Control Engineering Ⅰ

Course Information

College	Akashi College	Year	2023
Course Title	Control Engineering Ⅰ
Course Code	5432	Course Category	Specialized / Compulsory
Class Format	Lecture	Credits	Academic Credit: 2
Department	Electrical and Computer Engineering Electrical Engineering Course	Student Grade	4th
Term	Second Semester	Classes per Week	2
Textbook and/or Teaching Materials
Instructor	ENOMOTO Ryuji

Course Objectives

1. Can use transfer functions to represent the input/output characteristics of a system.
2. Understand the system representation using the block diagram.
3. Can explain transient properties using step response.
4. Can explain steady-state properties using the steady-state deviation.
5. Can explain frequency characteristics using a Bode plot.
6. Can explain the stability criterion of the feedback control system (Nyquist stability criterion).

Rubric

	Ideal Level	Standard Level	Unacceptable Level
Achievement 1	Can derive a transfer function correctly.	Can explain how to derive a transfer function.	Do not know how to derive a transfer function.
Achievement 2	Can simplify a block diagram consisting of series, parallel, and feedback bonds.	Can simplify serial, parallel, and feedback bonds in a block diagram.	Do not understand the components of a block diagram.
Achievement 3	Can explain all the indicators for evaluating transient properties in step response.	Can explain some of the indicators for evaluating transient properties in step response.	Cannot explain the indicators for evaluating transient properties in step response at all.
Achievement 4	Can derive the calculation method of steady-state deviation and can calculate the steady-state deviation accurately.	Know the calculation method (formula) of stead-state deviation.	Cannot explain steady-state deviation.
Achievement 5	Can express the frequency response of a system obtained by combining the basic elements, in a Bode plot.	Can express the frequency response of some of the basic elements in a Bode plot.	Do not know a Bode plot.

--- --- ---

• PARTS OF THE EXERCISE:
- A) Answer these from the course page above:
(i) Who is the instructor?
(ii) How many classes are held per week?
(iii) What does the Unacceptable Level for Achievement 5 say?
- B) Rewrite the listing below, switching "chair armrest" to "sofa cushion" and leaving every other part unchanged.

--- --- ---

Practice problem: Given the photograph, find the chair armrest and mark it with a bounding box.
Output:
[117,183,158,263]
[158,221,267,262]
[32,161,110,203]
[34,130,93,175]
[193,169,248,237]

--- --- ---

• WORKED SOLUTIONS:
- A)
(i) ENOMOTO Ryuji
(ii) 2
(iii) Do not know a Bode plot.

- B)
Practice problem: Given the photograph, find the sofa cushion and mark it with a bounding box.
Output:
[117,183,158,263]
[158,221,267,262]
[32,161,110,203]
[34,130,93,175]
[193,169,248,237]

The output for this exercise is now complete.